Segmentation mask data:
*** Begin section ***
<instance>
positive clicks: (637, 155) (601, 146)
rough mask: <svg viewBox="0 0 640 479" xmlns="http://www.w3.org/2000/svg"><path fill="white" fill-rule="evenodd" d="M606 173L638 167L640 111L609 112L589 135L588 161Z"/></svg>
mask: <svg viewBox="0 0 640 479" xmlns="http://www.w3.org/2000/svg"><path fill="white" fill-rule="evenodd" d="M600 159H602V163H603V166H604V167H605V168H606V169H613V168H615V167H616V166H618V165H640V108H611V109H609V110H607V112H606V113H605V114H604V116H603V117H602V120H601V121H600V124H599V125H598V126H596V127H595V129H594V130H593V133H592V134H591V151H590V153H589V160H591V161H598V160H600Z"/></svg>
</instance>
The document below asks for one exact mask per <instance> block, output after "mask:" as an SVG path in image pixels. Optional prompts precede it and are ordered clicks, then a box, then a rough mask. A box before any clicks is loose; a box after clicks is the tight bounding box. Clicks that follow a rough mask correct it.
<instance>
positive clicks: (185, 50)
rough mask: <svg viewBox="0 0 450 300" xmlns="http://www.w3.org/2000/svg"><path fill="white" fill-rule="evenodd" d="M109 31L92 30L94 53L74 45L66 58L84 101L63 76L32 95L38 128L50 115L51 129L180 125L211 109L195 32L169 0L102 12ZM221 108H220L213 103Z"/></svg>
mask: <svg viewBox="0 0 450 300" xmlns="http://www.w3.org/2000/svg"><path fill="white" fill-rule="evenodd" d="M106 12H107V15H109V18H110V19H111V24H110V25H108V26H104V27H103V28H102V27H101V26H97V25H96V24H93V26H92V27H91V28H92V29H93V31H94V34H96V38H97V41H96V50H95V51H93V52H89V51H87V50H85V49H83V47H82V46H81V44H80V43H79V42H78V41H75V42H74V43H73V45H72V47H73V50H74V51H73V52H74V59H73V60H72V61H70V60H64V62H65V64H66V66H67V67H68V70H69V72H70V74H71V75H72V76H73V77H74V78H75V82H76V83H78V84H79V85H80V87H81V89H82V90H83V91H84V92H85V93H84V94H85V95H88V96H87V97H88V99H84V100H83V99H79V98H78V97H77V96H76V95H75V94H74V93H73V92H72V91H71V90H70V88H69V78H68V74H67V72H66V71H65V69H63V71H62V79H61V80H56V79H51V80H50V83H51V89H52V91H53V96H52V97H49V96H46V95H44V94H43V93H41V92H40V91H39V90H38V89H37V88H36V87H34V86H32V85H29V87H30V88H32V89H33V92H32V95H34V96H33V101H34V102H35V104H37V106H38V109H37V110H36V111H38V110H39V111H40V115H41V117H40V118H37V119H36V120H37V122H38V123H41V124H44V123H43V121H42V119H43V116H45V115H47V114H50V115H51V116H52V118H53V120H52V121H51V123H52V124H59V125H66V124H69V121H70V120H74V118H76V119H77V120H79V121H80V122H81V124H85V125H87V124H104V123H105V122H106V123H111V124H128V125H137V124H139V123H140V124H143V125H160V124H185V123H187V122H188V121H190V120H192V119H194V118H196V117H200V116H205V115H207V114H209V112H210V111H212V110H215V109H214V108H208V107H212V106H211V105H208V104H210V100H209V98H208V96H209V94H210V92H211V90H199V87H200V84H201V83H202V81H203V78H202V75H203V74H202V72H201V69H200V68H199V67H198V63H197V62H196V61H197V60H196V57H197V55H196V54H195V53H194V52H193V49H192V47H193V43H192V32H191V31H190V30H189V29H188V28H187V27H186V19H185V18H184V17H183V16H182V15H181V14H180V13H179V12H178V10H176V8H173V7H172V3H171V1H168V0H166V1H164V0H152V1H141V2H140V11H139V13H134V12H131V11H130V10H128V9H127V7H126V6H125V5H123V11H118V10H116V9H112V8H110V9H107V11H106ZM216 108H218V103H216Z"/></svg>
*** End section ***
* _EXERCISE REQUIREMENTS_:
Where does "instance" appear in the records above? Copy each line that holds it.

* _OUTPUT OF THE EXERCISE_:
<instance>
</instance>
The document below asks for one exact mask per <instance> block, output after "mask:" as an SVG path in image pixels. Optional prompts precede it and are ordered clicks, then a box, then a rough mask. A box before any clicks is loose; a box after clicks is the tight bounding box. Clicks that follow a rough mask correct it.
<instance>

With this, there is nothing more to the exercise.